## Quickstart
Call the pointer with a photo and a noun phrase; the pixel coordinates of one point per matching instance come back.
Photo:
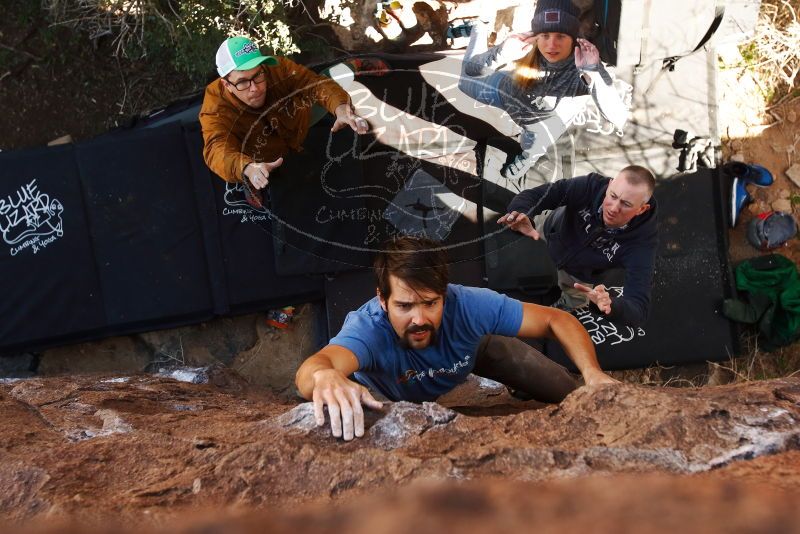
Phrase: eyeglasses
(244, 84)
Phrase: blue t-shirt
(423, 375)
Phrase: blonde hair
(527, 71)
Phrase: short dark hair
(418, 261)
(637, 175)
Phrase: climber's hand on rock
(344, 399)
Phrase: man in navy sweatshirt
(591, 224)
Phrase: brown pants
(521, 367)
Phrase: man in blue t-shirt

===

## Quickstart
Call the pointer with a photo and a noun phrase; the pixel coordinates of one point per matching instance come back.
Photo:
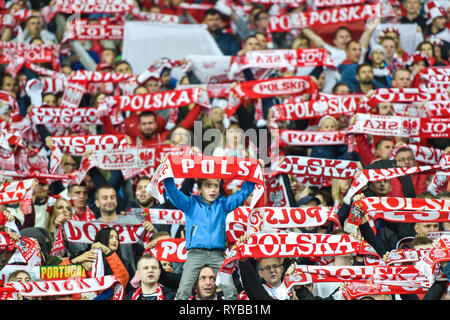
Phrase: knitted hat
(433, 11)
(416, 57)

===

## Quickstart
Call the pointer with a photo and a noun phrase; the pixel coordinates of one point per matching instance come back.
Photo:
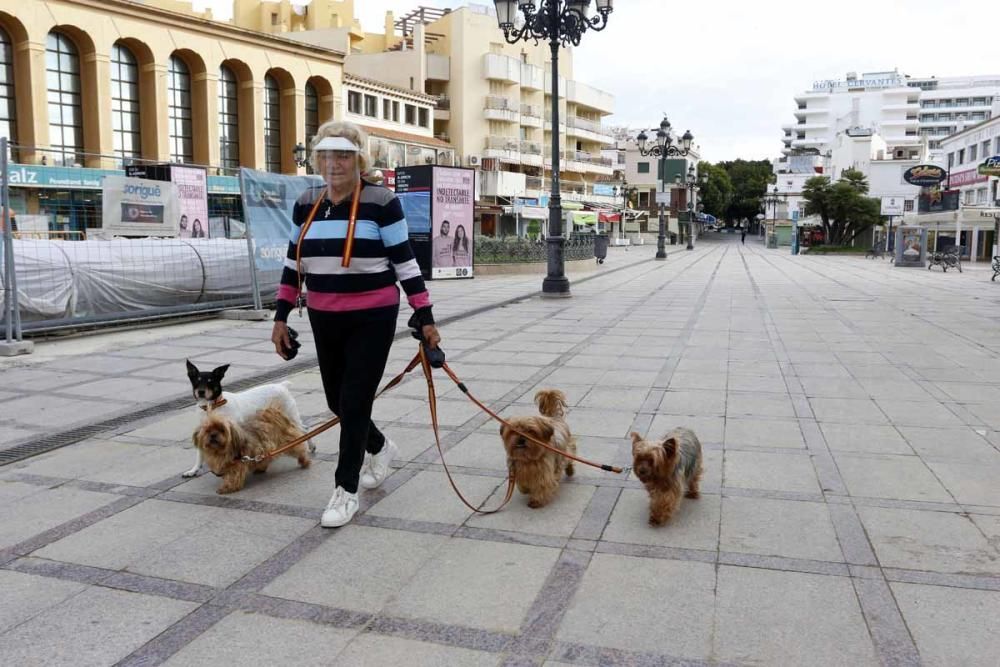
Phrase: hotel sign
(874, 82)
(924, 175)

===

◆ **Aim of the exercise**:
Put everything from the line containing "Phrase: blonde hair" down to and including the line containing "Phrase: man in blue t-shirt" into a Markdown table with two columns, No. and Line. Number each line in order, and leave out any blank lines.

◆ **Response**:
| No. | Line |
|---|---|
| 1 | Phrase: blonde hair |
| 2 | (527, 71) |
| 3 | Phrase: short dark hair |
| 4 | (418, 261) |
| 5 | (637, 175) |
| 6 | Phrase: climber's hand on rock |
| 7 | (344, 399) |
| 8 | Phrase: man in navy sweatshirt |
| 9 | (591, 224) |
| 10 | Phrase: brown pants |
| 11 | (521, 367) |
| 12 | Phrase: man in blue t-shirt |